- **BRIEF 1**
From the baseball article, list the players whose names appear as numbered section headings.
- **BRIEF 2**
Reproduce only the listing's lines from the one containing "Does any blue" through the one containing "[170,55,447,352]", requests included, increasing every bounding-box coordinate in the answers by 149. Omit the picture from your output.

- **EXTRACTED TEXT**
-------

Those three hits were the only three hits of Manny Ramirez's first week in the bigs. In fact, by September 14th, Manny had fallen to a triple-slash line of .179/.200/.359 and made only three more starts the rest of the year, losing playing time to (of all people!) Sam Horn. Five of Ramirez's last seven appearances in 1993 came as a pinch runner. Because when I think of someone who is a good bet to do something positive on the basepaths, my mind turns immediately to Manny Ramirez. Well, we know how the story ends. (Although technically, it's not over. Ramirez played in 24 games for the Iowa Cubs last year as a player-coach-mentor to Kris Bryant!) Things got better for Manny, for me, and for Cleveland. —Russell A. Carleton

2. Willie Mays
It's not just the benefit of hindsight of an inner-inner-circle Hall-of-Fame career that puts Willie Mays' age-20 debut in this category. The hype in New York was so great when he was called up from the farm club in Minnesota that the Giants' own press release according to the New York Times said that "no minor league player in a generation has created so great a stir as has Mays in Minneapolis." In his major-league debut on May 25th for a team that would win the National League pennant, Mays batted third.

His first week was famously awful. In starting his career 0-for-12 the Hall-of-Famer has become a slightly lesser known but still popular version of the "Michael Jordan didn't make his high school team" myth that encourages perseverance. If you stick to it, you might hit a home run off Warren Spahn for your first career hit, as Mays did. But then he went 0-for-4 the rest of that day and had a couple other 0-fors that gave him a 1-for-26 running count as of one week after his debut. The next day, he was dropped from third to eighth, and he hit .402/.466/.696 over his next 24 games on the way to running away with the Rookie of the Year voting. —Zachary Levine

3. Jurickson Profar
I’ll bet you’d forgotten that Jurickson Profar made his major-league debut at age 19. With his absence from the game, it’s even possible you forgot that he played nine games at that age, and 85 at age 20. It may have even slipped your mind that the first of his seven major-league home runs was hit on the fourth pitch of his very first major league at-bat.

Technically, we’re supposed to be writing about top prospects’ first weeks in the major leagues, their adjustments to the final jump in pitching and defense, their reactions to the realization of dreams. In Profar’s first 10 games, he homered once, collected a postseason hit, and teased a fervent fanbase with glimmers of potential.

Of course, the more notable thing he’s done since then is “be injured,” losing a season and a half so far to injuries, the likes of which only were the tip of the iceberg for Texas. I’m not here to bury Jurickson Profar, though. Remember up top, when I reminded you that he debuted at age 19? Even after these lost years, the shortstop/second baseman is still only barely 22, a full year younger than heralded all-world third baseman Kris Bryant. Plenty of valuable major leaguers have made their debut at 23 or older, and the talent that pushed Profar to the top of many prospect lists is still there, even after all this time. —Kate Morrison

4. Ken Griffey Jr.
On April 3rd, 1989 George Kenneth Griffey, Jr. made his major league debut. Before he was one of the most electrifying and had his own video game, Griffey, Jr. was one of the top prospects in all of baseball.

-------

- **ITEMS**
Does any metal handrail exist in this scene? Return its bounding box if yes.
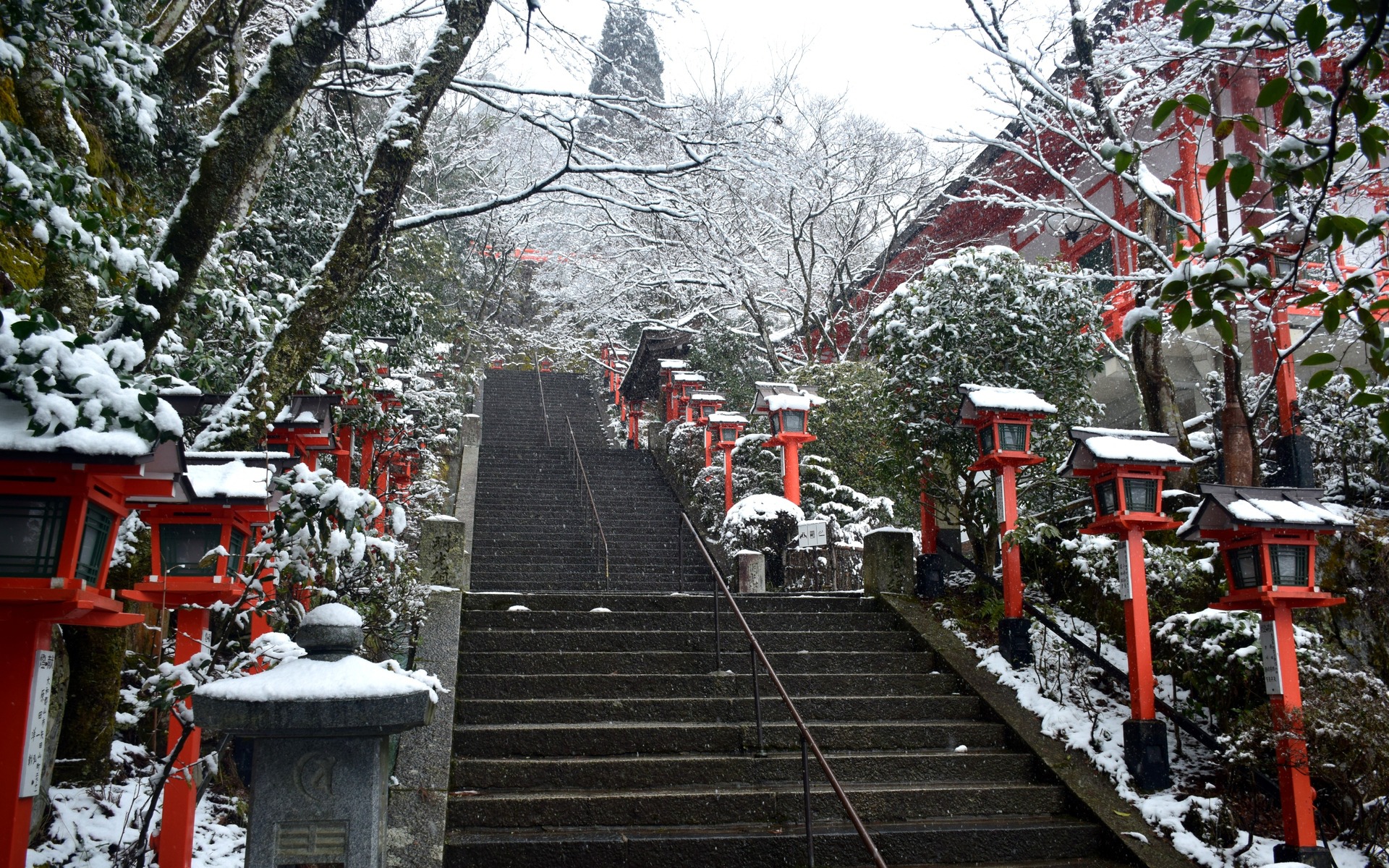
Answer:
[681,511,888,868]
[936,539,1278,800]
[535,361,554,446]
[564,415,613,582]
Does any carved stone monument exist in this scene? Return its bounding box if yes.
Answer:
[195,603,435,868]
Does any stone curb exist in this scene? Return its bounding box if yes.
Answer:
[879,595,1194,868]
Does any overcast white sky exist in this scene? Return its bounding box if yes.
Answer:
[483,0,1089,135]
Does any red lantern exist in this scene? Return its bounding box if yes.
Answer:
[704,412,747,512]
[121,453,290,868]
[753,383,825,506]
[960,383,1055,665]
[1061,427,1192,790]
[1178,485,1353,867]
[0,427,182,868]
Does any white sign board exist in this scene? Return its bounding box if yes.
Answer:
[796,521,829,548]
[20,651,56,799]
[993,474,1008,525]
[1259,621,1283,696]
[1114,539,1134,600]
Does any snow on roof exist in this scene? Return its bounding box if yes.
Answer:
[183,459,272,500]
[183,450,293,461]
[708,409,747,425]
[193,652,429,703]
[0,396,156,459]
[302,603,361,626]
[1085,436,1192,465]
[960,383,1055,412]
[767,394,810,412]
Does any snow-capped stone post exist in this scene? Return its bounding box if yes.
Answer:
[959,383,1055,667]
[1060,427,1192,790]
[121,453,289,868]
[750,383,825,506]
[657,358,690,422]
[193,603,438,868]
[685,389,726,467]
[0,399,182,868]
[704,411,747,514]
[1176,485,1353,868]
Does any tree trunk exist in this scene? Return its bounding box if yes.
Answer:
[130,0,373,350]
[14,43,95,323]
[222,0,492,444]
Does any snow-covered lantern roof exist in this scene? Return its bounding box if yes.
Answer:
[122,451,296,608]
[0,391,183,616]
[686,389,728,425]
[707,409,747,448]
[959,383,1055,471]
[1058,427,1192,533]
[1176,485,1354,610]
[266,394,343,467]
[750,383,825,446]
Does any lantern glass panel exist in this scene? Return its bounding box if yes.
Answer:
[1268,546,1309,587]
[998,422,1028,453]
[78,503,115,584]
[160,525,222,575]
[1229,546,1264,589]
[1095,479,1120,515]
[226,528,246,572]
[1123,479,1157,512]
[0,497,68,579]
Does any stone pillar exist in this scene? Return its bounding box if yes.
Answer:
[420,515,468,590]
[864,528,917,596]
[738,550,767,595]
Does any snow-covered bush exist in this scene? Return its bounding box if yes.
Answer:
[720,495,806,587]
[870,247,1103,561]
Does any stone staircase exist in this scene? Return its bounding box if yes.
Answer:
[471,371,710,593]
[444,591,1121,868]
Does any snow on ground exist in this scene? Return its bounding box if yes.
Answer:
[943,600,1368,868]
[26,741,246,868]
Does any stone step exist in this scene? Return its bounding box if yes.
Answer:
[454,720,1004,757]
[454,694,982,725]
[460,630,919,654]
[450,749,1036,790]
[464,590,883,618]
[457,672,963,700]
[444,815,1104,868]
[449,768,1064,829]
[459,646,935,675]
[462,610,899,632]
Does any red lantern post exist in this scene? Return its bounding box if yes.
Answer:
[960,383,1055,667]
[753,383,825,506]
[0,427,182,868]
[121,453,289,868]
[1176,485,1351,868]
[657,358,690,422]
[1061,427,1192,790]
[704,412,747,512]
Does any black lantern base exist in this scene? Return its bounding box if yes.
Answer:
[917,554,946,600]
[1123,720,1172,793]
[1274,844,1336,868]
[998,618,1032,669]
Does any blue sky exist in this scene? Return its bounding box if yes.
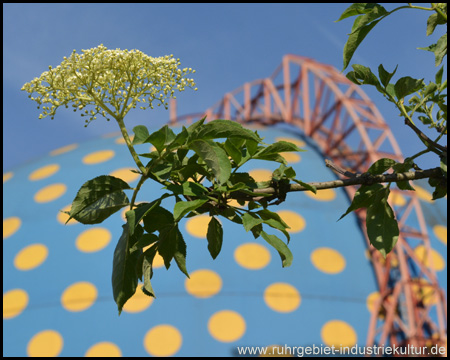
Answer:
[3,4,446,171]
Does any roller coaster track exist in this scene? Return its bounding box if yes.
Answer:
[170,55,447,352]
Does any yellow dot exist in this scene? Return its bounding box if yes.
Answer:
[320,320,357,347]
[304,189,336,201]
[34,184,67,203]
[414,245,445,271]
[3,216,22,240]
[280,152,302,164]
[413,184,433,203]
[248,169,272,182]
[28,164,59,181]
[123,285,154,313]
[264,283,301,313]
[82,150,114,165]
[84,341,122,357]
[389,192,406,207]
[433,225,447,245]
[275,137,306,148]
[109,168,139,183]
[311,247,345,274]
[3,171,14,184]
[27,330,64,357]
[184,270,222,298]
[186,215,211,238]
[277,210,306,233]
[234,243,270,270]
[3,289,28,319]
[75,227,112,252]
[366,291,380,313]
[50,144,78,156]
[61,281,97,311]
[208,310,246,342]
[56,204,79,225]
[411,279,438,306]
[144,324,183,356]
[14,244,48,270]
[153,253,164,269]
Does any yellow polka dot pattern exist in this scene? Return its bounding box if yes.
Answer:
[27,330,64,357]
[264,283,301,313]
[320,320,357,347]
[14,244,48,271]
[82,150,114,165]
[3,289,28,319]
[185,270,222,298]
[208,310,246,343]
[61,281,97,312]
[34,184,67,203]
[84,341,122,357]
[28,164,59,181]
[144,324,183,356]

-------

- **COMPLETE OUTPUT 1**
Willie Mays
Jurickson Profar
Ken Griffey Jr.

- **COMPLETE OUTPUT 2**
Does any blue sky exist in this scene? Return its bounding box if yes.
Answer:
[152,153,595,320]
Does any roller coaster track exist in this scene? Return its bounding box if yes.
Answer:
[319,204,596,501]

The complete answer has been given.